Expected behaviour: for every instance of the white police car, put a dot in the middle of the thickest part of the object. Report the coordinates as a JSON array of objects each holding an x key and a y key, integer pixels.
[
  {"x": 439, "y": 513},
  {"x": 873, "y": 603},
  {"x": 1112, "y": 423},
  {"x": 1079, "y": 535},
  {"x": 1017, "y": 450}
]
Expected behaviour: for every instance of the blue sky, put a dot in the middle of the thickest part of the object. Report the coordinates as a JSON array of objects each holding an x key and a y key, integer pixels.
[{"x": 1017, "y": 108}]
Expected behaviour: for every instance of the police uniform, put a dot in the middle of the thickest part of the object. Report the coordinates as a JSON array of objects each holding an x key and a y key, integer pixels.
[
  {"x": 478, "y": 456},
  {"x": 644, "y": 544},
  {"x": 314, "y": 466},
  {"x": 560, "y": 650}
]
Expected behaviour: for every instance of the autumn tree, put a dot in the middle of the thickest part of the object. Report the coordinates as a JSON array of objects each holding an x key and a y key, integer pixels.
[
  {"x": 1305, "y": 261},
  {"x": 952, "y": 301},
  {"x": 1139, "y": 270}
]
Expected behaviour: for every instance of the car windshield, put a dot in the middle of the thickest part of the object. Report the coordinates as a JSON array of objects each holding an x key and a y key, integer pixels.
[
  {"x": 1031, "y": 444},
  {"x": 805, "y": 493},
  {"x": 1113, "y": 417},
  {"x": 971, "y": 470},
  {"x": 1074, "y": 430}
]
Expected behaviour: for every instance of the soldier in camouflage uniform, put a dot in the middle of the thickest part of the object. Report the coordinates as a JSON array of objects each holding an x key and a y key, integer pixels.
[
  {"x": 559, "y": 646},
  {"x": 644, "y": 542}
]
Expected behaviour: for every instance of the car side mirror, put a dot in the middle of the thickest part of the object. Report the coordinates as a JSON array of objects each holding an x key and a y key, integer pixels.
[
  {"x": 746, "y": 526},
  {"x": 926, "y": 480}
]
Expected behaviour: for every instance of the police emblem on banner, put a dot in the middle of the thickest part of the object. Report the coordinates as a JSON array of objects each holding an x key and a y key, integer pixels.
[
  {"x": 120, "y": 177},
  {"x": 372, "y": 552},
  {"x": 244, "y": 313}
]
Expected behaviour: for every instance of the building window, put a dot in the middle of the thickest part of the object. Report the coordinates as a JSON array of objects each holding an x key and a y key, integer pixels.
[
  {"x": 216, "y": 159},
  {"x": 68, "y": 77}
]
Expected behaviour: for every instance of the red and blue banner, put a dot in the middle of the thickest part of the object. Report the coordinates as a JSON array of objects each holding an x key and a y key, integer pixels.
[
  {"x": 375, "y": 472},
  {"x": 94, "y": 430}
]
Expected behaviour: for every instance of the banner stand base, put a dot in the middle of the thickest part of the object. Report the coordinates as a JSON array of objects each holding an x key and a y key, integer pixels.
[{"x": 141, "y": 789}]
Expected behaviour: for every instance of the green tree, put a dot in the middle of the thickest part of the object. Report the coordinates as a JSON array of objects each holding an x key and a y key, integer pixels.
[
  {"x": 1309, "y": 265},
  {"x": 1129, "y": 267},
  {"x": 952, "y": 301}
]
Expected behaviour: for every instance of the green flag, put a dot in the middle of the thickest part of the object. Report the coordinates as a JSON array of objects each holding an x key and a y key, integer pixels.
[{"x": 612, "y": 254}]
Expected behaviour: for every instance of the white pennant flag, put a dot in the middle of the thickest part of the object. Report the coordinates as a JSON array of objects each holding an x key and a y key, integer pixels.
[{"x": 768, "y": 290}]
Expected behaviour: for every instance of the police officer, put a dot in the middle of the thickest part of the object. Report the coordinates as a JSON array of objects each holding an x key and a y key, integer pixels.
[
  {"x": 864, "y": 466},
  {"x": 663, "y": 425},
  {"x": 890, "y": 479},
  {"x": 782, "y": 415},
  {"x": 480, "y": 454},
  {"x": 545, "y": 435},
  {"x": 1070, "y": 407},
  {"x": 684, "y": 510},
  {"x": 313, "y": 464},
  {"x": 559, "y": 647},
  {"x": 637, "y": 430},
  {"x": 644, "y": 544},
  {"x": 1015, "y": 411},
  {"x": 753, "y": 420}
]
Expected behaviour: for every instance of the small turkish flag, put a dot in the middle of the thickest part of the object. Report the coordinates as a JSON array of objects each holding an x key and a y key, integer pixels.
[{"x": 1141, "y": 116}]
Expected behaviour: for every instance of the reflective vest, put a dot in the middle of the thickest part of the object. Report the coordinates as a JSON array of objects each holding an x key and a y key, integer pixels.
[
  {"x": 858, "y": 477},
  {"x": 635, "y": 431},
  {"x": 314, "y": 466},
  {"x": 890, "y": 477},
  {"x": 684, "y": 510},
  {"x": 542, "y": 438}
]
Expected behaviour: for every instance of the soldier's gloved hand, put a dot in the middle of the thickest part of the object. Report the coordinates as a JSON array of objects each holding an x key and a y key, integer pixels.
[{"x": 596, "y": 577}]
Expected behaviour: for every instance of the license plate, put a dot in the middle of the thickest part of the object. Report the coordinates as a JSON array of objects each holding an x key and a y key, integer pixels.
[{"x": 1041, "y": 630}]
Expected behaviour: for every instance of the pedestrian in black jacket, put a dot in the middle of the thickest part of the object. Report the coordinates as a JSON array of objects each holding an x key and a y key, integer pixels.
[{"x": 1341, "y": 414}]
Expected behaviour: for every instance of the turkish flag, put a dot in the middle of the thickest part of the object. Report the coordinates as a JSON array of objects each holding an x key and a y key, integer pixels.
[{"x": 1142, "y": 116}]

■ ■ ■ ■

Requirement
Take the entries above and write them out again unchanged.

Result of the task
Expected behaviour: for every instance of the white police car, put a dot in the middle of the thickest part of the object. Report the coordinates as a JSON array of objects each holding an x key and a y key, integer pixels.
[
  {"x": 439, "y": 513},
  {"x": 873, "y": 603},
  {"x": 1112, "y": 423},
  {"x": 1079, "y": 535},
  {"x": 1017, "y": 450}
]
Expected behaviour: for every instance of the blue sky, put a dot in the middle of the thickest part of the object. Report the coordinates as a JSON array of objects each holding an x key and a y key, integer pixels.
[{"x": 1017, "y": 108}]
Expected behaviour: for every instance of the police uniform, put a dot in the middle of the thickest part of the object. Report the coordinates as a JSON array of objects each holding an x key and a y key, integer pixels.
[
  {"x": 478, "y": 456},
  {"x": 644, "y": 544},
  {"x": 314, "y": 466},
  {"x": 560, "y": 650}
]
Expected behaviour: for every instance of the autumn tree, put a dot in the middle of the thickest part of the object. Report the coordinates as a JSON array of objects each holding an x key and a y key, integer pixels.
[
  {"x": 1305, "y": 261},
  {"x": 952, "y": 301},
  {"x": 1139, "y": 270}
]
Expected behaviour: for every instance of the car windshield, put a dot in the middle of the thickest part of the object. Report the coordinates as a JSON array of objects each holding an x key and a y key, integer pixels.
[
  {"x": 1031, "y": 444},
  {"x": 805, "y": 493},
  {"x": 1113, "y": 417},
  {"x": 971, "y": 470},
  {"x": 1074, "y": 430}
]
Expected behaviour: for every instance of the soldier in camouflage uniform, put a dot in the middle of the thickest part of the object. Report the coordinates as a JSON array of objects each holding an x key and a y key, integer pixels.
[
  {"x": 559, "y": 646},
  {"x": 644, "y": 542}
]
Expected behaviour: for every instance of the car side mirror, put a dot in the middle of the thickest part of the object. Report the coordinates as a JSON array of objects each holding an x key and a y key, integer pixels.
[
  {"x": 746, "y": 526},
  {"x": 926, "y": 480}
]
Expected behaviour: for every instance of the police emblem on banner, put a dot in the middle of the thickest part of the object. Report the coordinates as a JSON array of objects each holding an x key and a y key, integer pixels.
[
  {"x": 120, "y": 177},
  {"x": 372, "y": 552},
  {"x": 244, "y": 313}
]
Expected behaviour: for every instance of the building window, put a dot in the middle of the thickest part of the object. Report the coordinates as a JSON array of objects each holding an x key and a y key, integer pixels.
[
  {"x": 216, "y": 159},
  {"x": 68, "y": 77}
]
Expected behaviour: for every instance of the red and blue banner, put a dot in the middle of the thickest part of the object. Report the coordinates as a JSON array of objects each holding an x key and a y key, integer pixels.
[
  {"x": 375, "y": 472},
  {"x": 94, "y": 430}
]
Expected behaviour: for every instance of the banner stand base, put a dot in the middle of the thickest part of the object. Report the coordinates as a JSON array of objects each holding an x key and a y key, integer pixels.
[{"x": 141, "y": 789}]
Expected behaviour: for every instance of the green tree, put a dot in the middle of the thickest part of the object. Report the coordinates as a JSON array of objects each holding an x key and a y key, integer pixels.
[
  {"x": 1309, "y": 265},
  {"x": 1129, "y": 267},
  {"x": 952, "y": 301}
]
Expected behaviour: for every instance of the green flag, put a dot in the middle of the thickest part of the object. Report the coordinates as a JSON array of objects each holding an x key and a y key, integer pixels.
[{"x": 612, "y": 254}]
Expected behaviour: for every instance of the white pennant flag, put a dot in the middle of the thickest part of the object. Report the coordinates as a JSON array of objects each holding an x key and a y key, integer pixels.
[{"x": 768, "y": 290}]
Expected behaviour: for every instance of the police officer, put a dot in the middle of the thickest part of the object. Report the coordinates as a JSON array of objects each holding an x key and a y key, integer pixels.
[
  {"x": 864, "y": 466},
  {"x": 663, "y": 425},
  {"x": 890, "y": 479},
  {"x": 782, "y": 415},
  {"x": 480, "y": 454},
  {"x": 545, "y": 435},
  {"x": 1070, "y": 407},
  {"x": 684, "y": 510},
  {"x": 313, "y": 464},
  {"x": 559, "y": 647},
  {"x": 637, "y": 430},
  {"x": 644, "y": 544},
  {"x": 1015, "y": 411},
  {"x": 753, "y": 420}
]
Expected behaviour: for every instance of the small turkish flag, put a dot in the middle of the thickest part of the object. Report the coordinates as a JSON array of objects each holding an x key and a y key, integer pixels.
[{"x": 1141, "y": 116}]
Expected behaviour: for every instance of the reflective vest, put a dot in the middle of the thickest part of the object. Report the coordinates as a JSON array of objects each holding an x key and a y key, integer pixels.
[
  {"x": 858, "y": 477},
  {"x": 635, "y": 431},
  {"x": 314, "y": 466},
  {"x": 890, "y": 477},
  {"x": 684, "y": 510},
  {"x": 542, "y": 438}
]
Expected behaviour: for every instance of the soldier's gloved hand, put a dot in the middle of the thickest part of the object. Report the coordinates as a JSON array of objects each holding an x key and a y key, integer pixels.
[{"x": 596, "y": 577}]
Expected behaviour: for every instance of the license plate, put a dot in the middle of the thickest part of the object. Report the coordinates as a JSON array of objects each holding an x key and a y key, integer pixels.
[{"x": 1041, "y": 630}]
Expected behaviour: for every instance of the pedestrian in black jacket, put a dot in the middle of the thickest part of the object. Report the coordinates as a JSON array of objects each holding an x key and a y key, integer pixels.
[{"x": 1341, "y": 414}]
Expected behaviour: for every instance of the turkish flag, put a dot in the middle of the thickest part of the object. Report the coordinates as a JSON array of objects each holding an x key and a y key, integer pixels.
[{"x": 1142, "y": 116}]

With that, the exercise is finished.